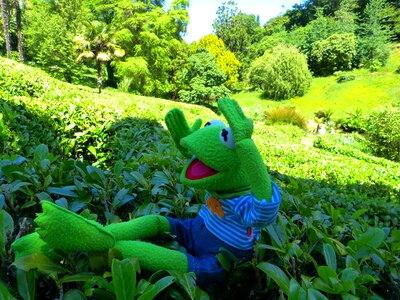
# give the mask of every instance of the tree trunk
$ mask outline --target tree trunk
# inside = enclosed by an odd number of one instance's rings
[[[117,81],[115,79],[115,72],[114,68],[111,65],[111,61],[108,61],[106,64],[107,67],[107,86],[110,86],[112,88],[117,88]]]
[[[101,89],[103,87],[103,64],[100,60],[96,60],[97,67],[97,87],[99,89],[99,94],[101,94]]]
[[[4,0],[3,0],[4,1]],[[19,6],[19,0],[15,2],[15,21],[17,23],[17,37],[18,37],[18,54],[19,61],[24,62],[24,46],[22,39],[22,21],[21,21],[21,7]]]
[[[0,0],[1,18],[3,19],[4,37],[6,39],[7,57],[11,58],[10,23],[7,12],[7,0]]]

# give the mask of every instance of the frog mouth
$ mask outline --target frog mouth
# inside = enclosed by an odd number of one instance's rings
[[[218,173],[219,173],[218,171],[207,166],[201,160],[195,158],[186,169],[185,176],[189,180],[198,180],[213,176]]]

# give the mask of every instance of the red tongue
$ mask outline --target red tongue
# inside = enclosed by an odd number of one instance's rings
[[[190,180],[197,180],[212,176],[217,173],[218,171],[206,166],[200,160],[195,159],[186,170],[186,178]]]

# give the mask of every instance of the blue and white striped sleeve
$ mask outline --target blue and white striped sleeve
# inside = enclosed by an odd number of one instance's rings
[[[273,223],[278,215],[281,195],[278,186],[272,182],[271,202],[257,200],[253,195],[244,196],[234,211],[238,214],[246,226],[265,227]]]

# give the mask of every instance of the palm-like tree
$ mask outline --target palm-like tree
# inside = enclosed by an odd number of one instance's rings
[[[4,38],[6,40],[6,50],[7,50],[7,57],[11,58],[11,39],[10,39],[10,20],[8,15],[8,3],[7,0],[0,0],[1,6],[1,18],[3,20],[4,26]]]
[[[78,62],[84,59],[96,60],[99,93],[103,86],[103,64],[125,54],[116,44],[112,28],[100,21],[85,24],[83,34],[74,39],[74,51],[79,54],[76,58]]]

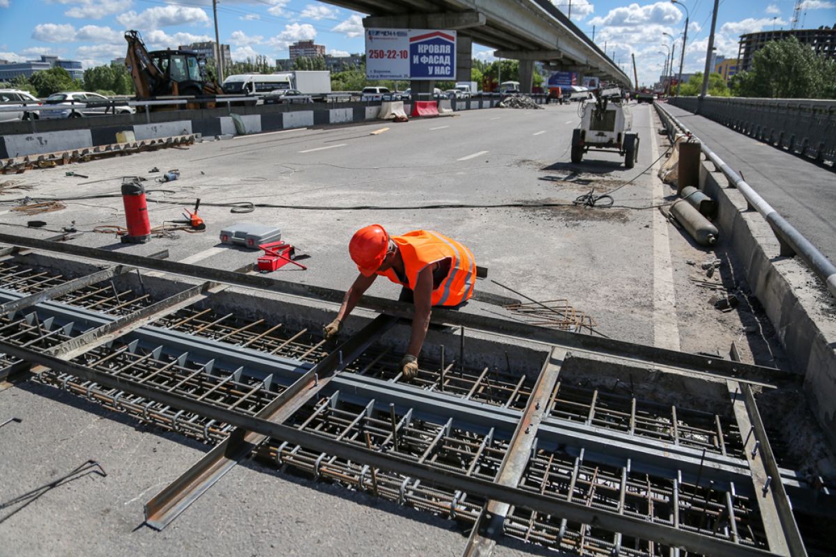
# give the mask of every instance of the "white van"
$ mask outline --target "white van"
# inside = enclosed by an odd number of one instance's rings
[[[290,73],[238,73],[223,80],[228,94],[267,94],[276,89],[293,89]]]

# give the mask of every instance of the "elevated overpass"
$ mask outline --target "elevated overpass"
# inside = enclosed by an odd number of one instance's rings
[[[630,77],[548,0],[324,0],[369,16],[364,28],[456,30],[456,78],[470,80],[473,42],[520,61],[522,90],[531,91],[534,62],[629,87]],[[413,82],[413,91],[433,84]]]

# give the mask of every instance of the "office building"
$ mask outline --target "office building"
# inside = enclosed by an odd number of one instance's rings
[[[11,62],[0,64],[0,81],[11,80],[18,75],[31,78],[38,72],[43,72],[55,67],[64,68],[69,73],[69,77],[74,79],[81,79],[84,77],[84,70],[82,69],[80,62],[76,60],[61,60],[57,56],[42,55],[40,60]]]
[[[802,44],[806,44],[819,56],[824,56],[830,60],[836,60],[836,25],[827,27],[823,25],[818,29],[778,29],[777,31],[761,31],[740,36],[740,47],[737,49],[737,72],[746,72],[752,68],[755,53],[766,46],[770,41],[782,41],[790,37],[795,37]]]
[[[314,44],[314,41],[297,41],[290,45],[290,61],[306,56],[314,58],[316,56],[325,56],[325,46],[322,44]]]

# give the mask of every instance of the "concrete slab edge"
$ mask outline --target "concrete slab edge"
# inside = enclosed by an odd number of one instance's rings
[[[700,187],[716,200],[715,224],[731,239],[746,280],[777,332],[793,367],[804,376],[804,392],[828,442],[836,450],[836,324],[817,311],[815,294],[794,287],[793,278],[818,282],[797,258],[780,256],[768,223],[750,210],[742,194],[727,187],[721,172],[703,161]],[[826,289],[824,296],[828,296]]]

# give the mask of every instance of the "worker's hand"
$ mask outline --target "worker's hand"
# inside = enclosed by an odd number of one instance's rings
[[[329,341],[337,335],[339,334],[340,331],[343,330],[343,322],[339,319],[334,319],[330,323],[323,327],[323,332],[325,335],[325,340]]]
[[[404,379],[411,381],[418,377],[418,358],[412,354],[404,354],[400,365]]]

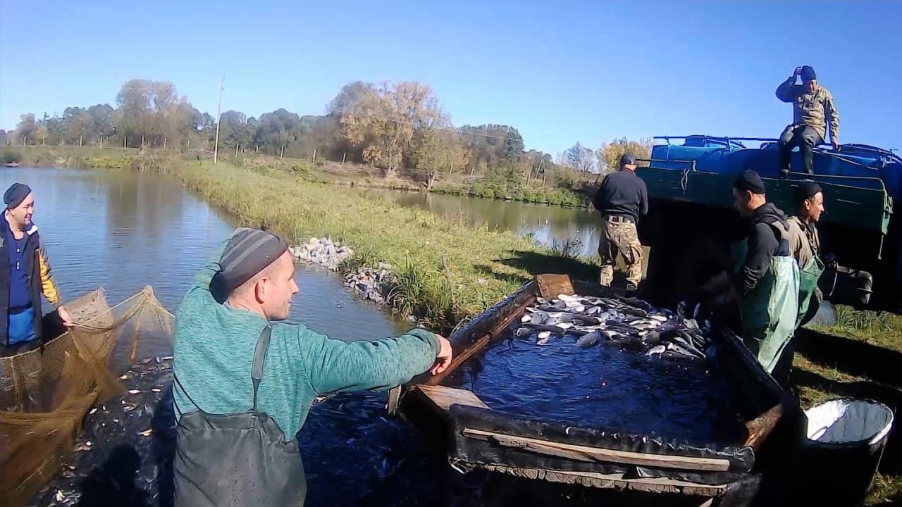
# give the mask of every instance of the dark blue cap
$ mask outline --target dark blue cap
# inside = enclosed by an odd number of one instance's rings
[[[750,191],[753,194],[763,194],[764,181],[761,180],[761,177],[757,172],[747,169],[733,180],[733,188],[737,190]]]
[[[636,165],[636,155],[627,152],[621,157],[621,167],[624,165]]]
[[[821,186],[814,181],[802,181],[796,189],[796,204],[802,204],[817,192],[823,192]]]
[[[18,207],[22,201],[25,200],[32,189],[28,185],[23,183],[13,183],[3,195],[3,202],[8,209]]]

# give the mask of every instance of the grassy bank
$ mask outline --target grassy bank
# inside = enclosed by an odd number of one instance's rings
[[[331,235],[354,248],[345,266],[393,266],[390,291],[397,309],[447,329],[477,315],[543,269],[595,276],[588,263],[510,232],[472,229],[431,213],[354,198],[327,184],[282,170],[177,163],[169,172],[242,223],[262,226],[294,242]]]
[[[31,167],[77,167],[77,168],[128,168],[140,156],[153,153],[154,156],[182,157],[184,160],[200,158],[196,152],[179,153],[173,151],[138,150],[136,148],[117,148],[97,146],[5,146],[4,155],[12,155],[23,166]],[[205,154],[208,158],[208,154]],[[257,153],[239,153],[232,152],[219,153],[219,161],[235,167],[260,171],[278,170],[288,174],[300,176],[310,182],[330,183],[334,185],[355,186],[372,189],[388,189],[405,191],[426,191],[422,176],[410,171],[402,171],[398,176],[385,178],[380,169],[356,163],[339,163],[318,160],[282,159]],[[468,196],[483,198],[514,200],[548,206],[581,207],[589,206],[594,191],[594,181],[567,180],[557,186],[542,185],[540,180],[526,184],[520,175],[511,175],[505,179],[498,175],[484,178],[469,178],[463,174],[443,174],[430,191],[438,194]],[[575,178],[575,176],[574,176]]]
[[[113,163],[106,159],[92,163]],[[357,256],[347,269],[391,263],[399,276],[391,302],[401,312],[448,327],[478,314],[538,272],[594,279],[594,261],[567,258],[511,233],[467,228],[399,205],[337,191],[338,170],[308,162],[272,167],[257,159],[238,165],[133,156],[133,165],[170,172],[244,224],[265,226],[296,242],[331,235]],[[114,167],[113,165],[103,167]],[[378,174],[372,174],[374,180]],[[566,249],[562,249],[566,250]],[[902,406],[902,318],[841,308],[830,327],[801,329],[792,389],[804,408],[840,396]],[[898,422],[897,422],[898,426]],[[902,433],[891,434],[868,504],[902,500]]]
[[[428,318],[437,328],[478,314],[534,273],[597,274],[590,261],[567,258],[511,233],[467,228],[429,213],[331,191],[302,170],[292,174],[194,162],[173,172],[245,223],[271,226],[294,240],[331,235],[357,249],[357,265],[391,263],[399,282],[391,302]],[[800,330],[799,340],[792,383],[803,407],[839,396],[902,404],[898,316],[841,308],[837,326]],[[902,499],[902,453],[888,449],[869,505]]]

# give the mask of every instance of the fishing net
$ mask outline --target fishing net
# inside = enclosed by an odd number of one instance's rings
[[[139,337],[171,341],[173,316],[150,286],[112,308],[98,288],[66,309],[74,327],[62,332],[45,318],[44,335],[53,337],[41,348],[0,358],[0,498],[5,505],[29,502],[60,472],[90,407],[124,392],[114,356],[133,362]]]

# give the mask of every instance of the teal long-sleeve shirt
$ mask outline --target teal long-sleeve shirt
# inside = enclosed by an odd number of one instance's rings
[[[266,319],[219,303],[210,290],[225,243],[213,253],[175,316],[173,382],[176,421],[201,410],[229,414],[249,410],[253,351]],[[271,323],[272,335],[257,400],[291,440],[317,396],[383,391],[409,382],[435,363],[439,344],[425,329],[373,341],[329,338],[303,324]],[[190,396],[186,396],[185,392]],[[193,402],[192,402],[193,400]],[[197,403],[195,405],[194,403]]]

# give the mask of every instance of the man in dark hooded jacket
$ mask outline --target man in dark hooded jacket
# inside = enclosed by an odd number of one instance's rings
[[[799,269],[790,248],[788,218],[767,202],[758,173],[742,172],[732,187],[736,208],[750,224],[747,237],[733,244],[735,271],[728,284],[720,284],[717,300],[738,300],[742,341],[769,373],[796,329]]]

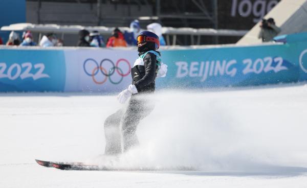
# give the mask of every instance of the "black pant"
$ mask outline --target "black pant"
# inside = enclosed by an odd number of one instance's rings
[[[124,109],[118,110],[104,121],[105,154],[121,153],[122,143],[124,152],[139,144],[136,135],[137,127],[140,121],[152,111],[154,105],[149,99],[145,100],[138,96],[134,95],[131,97],[125,111]]]

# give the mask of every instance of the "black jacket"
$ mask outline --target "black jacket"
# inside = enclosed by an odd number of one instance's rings
[[[79,41],[77,45],[78,46],[90,46],[90,43],[86,41],[84,38],[89,35],[90,32],[85,30],[82,30],[79,32]]]
[[[139,55],[145,52],[140,53]],[[144,66],[137,65],[131,69],[132,84],[136,86],[138,93],[155,91],[157,76],[157,57],[152,53],[147,53],[143,58]]]

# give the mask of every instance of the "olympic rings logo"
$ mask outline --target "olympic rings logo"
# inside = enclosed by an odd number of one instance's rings
[[[95,63],[95,67],[93,70],[92,70],[92,71],[88,71],[86,68],[86,64],[87,63],[90,63],[91,62]],[[119,63],[122,62],[127,63],[129,67],[128,69],[128,72],[126,73],[124,73],[121,68],[120,68],[119,66]],[[102,66],[102,64],[104,63],[105,63],[107,62],[111,63],[112,65],[112,67],[109,69],[108,71],[107,71],[106,68]],[[87,76],[92,77],[94,82],[97,84],[103,84],[107,80],[108,78],[110,82],[113,84],[118,84],[121,82],[124,77],[129,75],[130,69],[131,65],[130,64],[129,61],[125,59],[120,59],[116,62],[115,64],[114,64],[113,61],[109,59],[103,59],[102,60],[101,60],[101,61],[100,61],[100,64],[98,64],[98,63],[95,59],[91,58],[87,59],[83,63],[83,69],[84,70],[84,73]],[[95,78],[95,76],[99,72],[102,74],[102,75],[104,76],[104,78],[101,81],[97,81]],[[121,77],[120,79],[118,81],[115,81],[111,78],[112,76],[115,75],[115,73],[116,73]]]

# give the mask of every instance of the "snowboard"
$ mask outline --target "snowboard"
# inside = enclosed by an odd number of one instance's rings
[[[54,162],[35,159],[36,162],[48,168],[54,168],[62,170],[75,171],[195,171],[191,167],[177,167],[161,168],[159,167],[118,167],[116,166],[88,164],[84,162]]]

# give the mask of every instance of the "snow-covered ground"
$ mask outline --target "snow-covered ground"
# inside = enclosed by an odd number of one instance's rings
[[[307,187],[307,85],[154,97],[119,162],[173,170],[67,171],[34,159],[99,161],[115,96],[0,94],[0,187]]]

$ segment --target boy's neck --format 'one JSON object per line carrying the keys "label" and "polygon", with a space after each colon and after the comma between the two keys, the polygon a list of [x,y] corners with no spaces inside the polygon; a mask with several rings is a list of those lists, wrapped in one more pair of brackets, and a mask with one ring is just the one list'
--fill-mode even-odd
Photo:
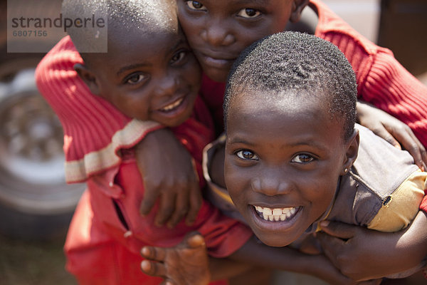
{"label": "boy's neck", "polygon": [[318,21],[319,17],[316,12],[310,6],[307,6],[301,13],[300,21],[297,23],[288,22],[285,29],[314,35]]}

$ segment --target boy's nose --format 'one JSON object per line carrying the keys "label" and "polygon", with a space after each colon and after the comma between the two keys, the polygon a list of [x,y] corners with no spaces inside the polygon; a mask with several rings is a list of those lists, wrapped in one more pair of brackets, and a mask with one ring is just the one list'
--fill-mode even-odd
{"label": "boy's nose", "polygon": [[268,196],[288,194],[292,190],[292,183],[285,179],[283,174],[278,175],[271,172],[253,178],[251,186],[255,192]]}
{"label": "boy's nose", "polygon": [[209,23],[200,35],[201,38],[214,46],[228,46],[235,41],[234,36],[223,23]]}
{"label": "boy's nose", "polygon": [[179,85],[178,76],[164,76],[162,78],[157,88],[156,93],[158,95],[174,95]]}

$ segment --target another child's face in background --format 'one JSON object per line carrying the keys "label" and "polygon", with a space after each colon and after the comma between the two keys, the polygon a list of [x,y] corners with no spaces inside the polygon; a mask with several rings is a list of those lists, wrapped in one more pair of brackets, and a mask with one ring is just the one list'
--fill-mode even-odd
{"label": "another child's face in background", "polygon": [[225,180],[265,244],[294,242],[326,212],[346,160],[342,127],[316,100],[265,102],[238,94],[227,118]]}
{"label": "another child's face in background", "polygon": [[178,18],[204,72],[225,82],[233,62],[257,40],[283,31],[292,0],[176,0]]}
{"label": "another child's face in background", "polygon": [[101,96],[129,117],[167,126],[190,116],[201,70],[182,32],[135,31],[111,41],[96,63]]}

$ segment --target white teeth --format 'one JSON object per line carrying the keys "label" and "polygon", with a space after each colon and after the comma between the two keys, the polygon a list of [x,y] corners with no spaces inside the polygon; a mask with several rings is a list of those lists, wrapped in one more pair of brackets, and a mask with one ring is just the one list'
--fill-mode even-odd
{"label": "white teeth", "polygon": [[265,221],[285,221],[293,217],[297,212],[295,207],[289,208],[268,208],[260,206],[253,206],[257,212]]}
{"label": "white teeth", "polygon": [[273,214],[274,214],[275,216],[280,215],[280,214],[282,214],[282,212],[283,211],[283,210],[282,209],[278,209],[278,208],[273,209]]}
{"label": "white teeth", "polygon": [[176,108],[179,105],[179,104],[181,104],[181,103],[182,102],[182,100],[184,100],[184,98],[179,98],[178,100],[176,100],[175,102],[162,108],[162,109],[160,109],[161,111],[170,111],[171,110],[174,109],[174,108]]}
{"label": "white teeth", "polygon": [[271,211],[271,209],[270,208],[264,208],[263,209],[263,213],[268,216],[271,216],[273,214],[273,211]]}

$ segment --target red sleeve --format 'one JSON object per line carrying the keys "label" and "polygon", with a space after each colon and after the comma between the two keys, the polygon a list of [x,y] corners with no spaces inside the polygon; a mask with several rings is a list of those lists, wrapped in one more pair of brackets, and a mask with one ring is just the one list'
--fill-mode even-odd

=-=-=-=-=

OBJECTIVE:
Return every line of the material above that contains the string "jacket". Case counts.

WRITTEN SOLUTION:
# give the mask of every instance of the man in dark hooded jacket
$ mask outline --target man in dark hooded jacket
# give the mask of every instance of the "black jacket"
$ mask outline --target "black jacket"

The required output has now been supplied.